Copy the full ProteinShake text on custom datasets and tasks below word for word, with no changes.

## TEXT
* * * * * * *

Custom datasets and tasks

ProteinShake is not only a repository for datasets and tasks, but also a framework for processing protein structure data. Every dataset class implements all the steps necessary to reproduce the pre-processing of the data (before it gets hosted). This makes it easy to derive new datasets and tasks, by re-using boilerplate code from ProteinShake. When creating a new dataset or task, you only have to implement the processing logic specific to your application.

A custom dataset

For the sake of this tutorial we will implement a small dataset with AlphaFoldDB structures of E. coli. We will query UniProtKB to obtain annotations for each protein and add them to the dataset.

Let’s have a look at how the ProteinShake base Dataset class is structured.

class Dataset():

    def download(self):
        raise NotImplementedError

    def get_raw_files(self):
        raise NotImplementedError

    def get_id_from_filename(self, filename):
        raise NotImplementedError

    def add_protein_attributes(self, protein_dict):
        return protein_dict

Note

We are omitting a few things here, have a look at the source code documentation if you are interested!

* * * * * * *

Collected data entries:

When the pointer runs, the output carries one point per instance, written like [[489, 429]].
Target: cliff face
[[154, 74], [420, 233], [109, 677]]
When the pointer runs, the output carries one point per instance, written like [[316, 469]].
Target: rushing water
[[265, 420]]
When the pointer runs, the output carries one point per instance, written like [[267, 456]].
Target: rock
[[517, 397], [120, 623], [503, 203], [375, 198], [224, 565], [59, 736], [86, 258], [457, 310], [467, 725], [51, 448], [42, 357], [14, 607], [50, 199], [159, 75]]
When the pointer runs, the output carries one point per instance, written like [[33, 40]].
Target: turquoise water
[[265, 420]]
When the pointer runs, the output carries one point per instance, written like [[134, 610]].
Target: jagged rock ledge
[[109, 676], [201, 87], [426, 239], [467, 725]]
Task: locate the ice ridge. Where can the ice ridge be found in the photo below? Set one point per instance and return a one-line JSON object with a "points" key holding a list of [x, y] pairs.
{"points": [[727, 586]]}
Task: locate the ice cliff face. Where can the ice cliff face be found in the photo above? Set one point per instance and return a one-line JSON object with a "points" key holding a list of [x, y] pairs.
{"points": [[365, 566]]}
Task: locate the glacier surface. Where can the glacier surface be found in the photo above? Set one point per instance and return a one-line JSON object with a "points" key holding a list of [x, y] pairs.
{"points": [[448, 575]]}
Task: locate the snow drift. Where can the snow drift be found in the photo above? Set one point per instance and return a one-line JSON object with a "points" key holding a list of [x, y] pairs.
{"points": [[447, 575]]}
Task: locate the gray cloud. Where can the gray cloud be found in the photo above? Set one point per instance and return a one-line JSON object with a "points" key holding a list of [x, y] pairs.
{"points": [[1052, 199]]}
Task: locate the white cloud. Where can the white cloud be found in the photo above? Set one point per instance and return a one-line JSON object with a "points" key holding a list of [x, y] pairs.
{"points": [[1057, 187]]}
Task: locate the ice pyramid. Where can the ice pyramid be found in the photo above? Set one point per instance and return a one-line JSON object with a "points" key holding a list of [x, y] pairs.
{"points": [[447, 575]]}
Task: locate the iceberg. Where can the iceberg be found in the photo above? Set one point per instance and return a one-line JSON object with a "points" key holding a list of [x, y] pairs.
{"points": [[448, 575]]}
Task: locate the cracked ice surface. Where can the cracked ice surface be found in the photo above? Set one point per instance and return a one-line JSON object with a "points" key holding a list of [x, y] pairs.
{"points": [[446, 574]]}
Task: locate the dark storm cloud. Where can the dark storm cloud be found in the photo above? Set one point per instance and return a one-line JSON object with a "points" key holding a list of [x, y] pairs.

* * * * * * *

## REPLY
Custom datasets and tasks

ProteinShake is not only a repository for datasets and tasks, but also a framework for processing protein structure data. Every dataset class implements all the steps necessary to reproduce the pre-processing of the data (before it gets hosted). This makes it easy to derive new datasets and tasks, by re-using boilerplate code from ProteinShake. When creating a new dataset or task, you only have to implement the processing logic specific to your application.

A custom dataset

For the sake of this tutorial we will implement a small dataset with AlphaFoldDB structures of E. coli. We will query UniProtKB to obtain annotations for each protein and add them to the dataset.

Let’s have a look at how the ProteinShake base Dataset class is structured.

class Dataset():

    def download(self):
        raise NotImplementedError

    def get_raw_files(self):
        raise NotImplementedError

    def get_id_from_filename(self, filename):
        raise NotImplementedError

    def add_protein_attributes(self, protein_dict):
        return protein_dict

Note

We are omitting a few things here, have a look at the source code documentation if you are interested!